● Consigne écrite a
Mettez sous forme de liste numérotée les lignes des enregistrements, en omettant les lignes vides. Commencez à la ligne qui contient « Label: white batting pad » et allez jusqu'à la fin des enregistrements.

● Extrait fourni
»»

Vous avez tout à fait raison, c’est un point important du débat.

L’État-nation est une notion occidentale et on se trouve immédiatement replacé dans cette perspective subjectiviste qui nous conduit à nous demander quel est le degré d’allégeance, de reconnaissance de légitimité que les populations du Sud accordent à l’État-nation tel qu’il a été importé chez eux. C’est un énorme débat. On peut faire tout un colloque là-dessus.

Cela me permet de dire quelque chose qui a été laissé de côté dans les trois interventions et d’abord de la mienne, j’en suis le premier coupable : la notion de Sud est également très fortement portée par les sociétés du Sud. Il ne faut pas se limiter à une lecture politique – je ne dirai jamais « géopolitique » – et surtout ne pas se laisser piéger par cet enfermement politique de la notion de Sud.

Quelques exemples : durant la coupe du monde de football, les drapeaux palestiniens brandis par les supporters du Sud … sont quelque chose de tout à fait extraordinaire. Voyant passer un petit cortège de gilets jaunes sur le boulevard de Grenelle j’aperçus une dame, manifestement modeste de sa condition, qui portait un drapeau palestinien. « De ce que j’en ai compris, ces gens-là souffrent aussi, comme nous » répondit-elle alors que je l’interrogeais. Cette réponse me semble très évocatrice de ce qu’est le monde aujourd’hui. Cette communauté de souffrance est quelque chose qui se réveille, qui grimpe, qui fédère, qui crée une coalescence d’identification. À tel point que je suis persuadé qu’en relations internationales l’identification devient un concept clé, décrivant la manière dont l’autre s’identifie à une cause qui lui est extérieure. C’est un mystérieux mécanisme, très long et complexe à définir, mais qui décide en bonne partie du sort des grands conflits. Ainsi, la grande inconnue dans le conflit israélo-palestinien tient au degré d’identification à ce conflit qui sera partagé par les Palestiniens eux-mêmes, l’opinion publique arabe, l’opinion publique musulmane et l’opinion publique mondiale. C’est un des facteurs essentiels configurant l’avenir de ce conflit. L’État-nation est ici réactif, là où les sociétés sont de plus en plus proactives. Et je pense que la florescence du concept de Sud et la critique portée à la notion d’Occident ont des racines beaucoup plus sociales que politiques.

Marie-Françoise Bechtel

Vous avez raison, bien sûr, de réintroduire la notion de société porteuse de l’État. Sous la forme dont nous en parlons, l’État-nation est occidental. Mais que faites-vous du grand État chinois et de l’État égyptien millénaire !

««

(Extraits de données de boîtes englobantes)
»»

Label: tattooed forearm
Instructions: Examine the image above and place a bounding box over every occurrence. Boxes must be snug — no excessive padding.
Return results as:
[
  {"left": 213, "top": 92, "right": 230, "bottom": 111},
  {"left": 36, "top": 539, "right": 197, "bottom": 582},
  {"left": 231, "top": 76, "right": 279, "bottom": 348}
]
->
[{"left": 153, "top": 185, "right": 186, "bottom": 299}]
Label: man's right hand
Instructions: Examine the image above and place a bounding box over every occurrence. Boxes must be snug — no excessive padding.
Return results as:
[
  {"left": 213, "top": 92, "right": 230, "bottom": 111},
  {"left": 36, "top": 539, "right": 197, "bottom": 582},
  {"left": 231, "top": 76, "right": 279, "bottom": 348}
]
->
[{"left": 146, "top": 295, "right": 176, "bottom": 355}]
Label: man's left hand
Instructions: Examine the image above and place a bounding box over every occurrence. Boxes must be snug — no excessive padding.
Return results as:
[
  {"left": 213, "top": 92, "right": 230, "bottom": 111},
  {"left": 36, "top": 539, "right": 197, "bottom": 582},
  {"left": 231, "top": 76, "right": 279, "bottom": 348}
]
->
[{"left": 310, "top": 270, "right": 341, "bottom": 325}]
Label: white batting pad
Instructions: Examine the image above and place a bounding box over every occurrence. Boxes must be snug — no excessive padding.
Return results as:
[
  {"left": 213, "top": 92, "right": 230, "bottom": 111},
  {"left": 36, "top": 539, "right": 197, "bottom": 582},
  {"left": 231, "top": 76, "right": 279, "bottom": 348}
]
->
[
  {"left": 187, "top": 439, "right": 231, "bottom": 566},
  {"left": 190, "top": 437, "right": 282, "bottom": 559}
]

««

● Consigne écrite b
Dans l'extrait fourni, quel drapeau portait la dame aperçue dans un cortège de gilets jaunes sur le boulevard de Grenelle ?

● Réponse a
1. Label: white batting pad
2. Instructions: Examine the image above and place a bounding box over every occurrence. Boxes must be snug — no excessive padding.
3. Return results as:
4. [
5.   {"left": 213, "top": 92, "right": 230, "bottom": 111},
6.   {"left": 36, "top": 539, "right": 197, "bottom": 582},
7.   {"left": 231, "top": 76, "right": 279, "bottom": 348}
8. ]
9. ->
10. [
11.   {"left": 187, "top": 439, "right": 231, "bottom": 566},
12.   {"left": 190, "top": 437, "right": 282, "bottom": 559}
13. ]

● Réponse b
Un drapeau palestinien.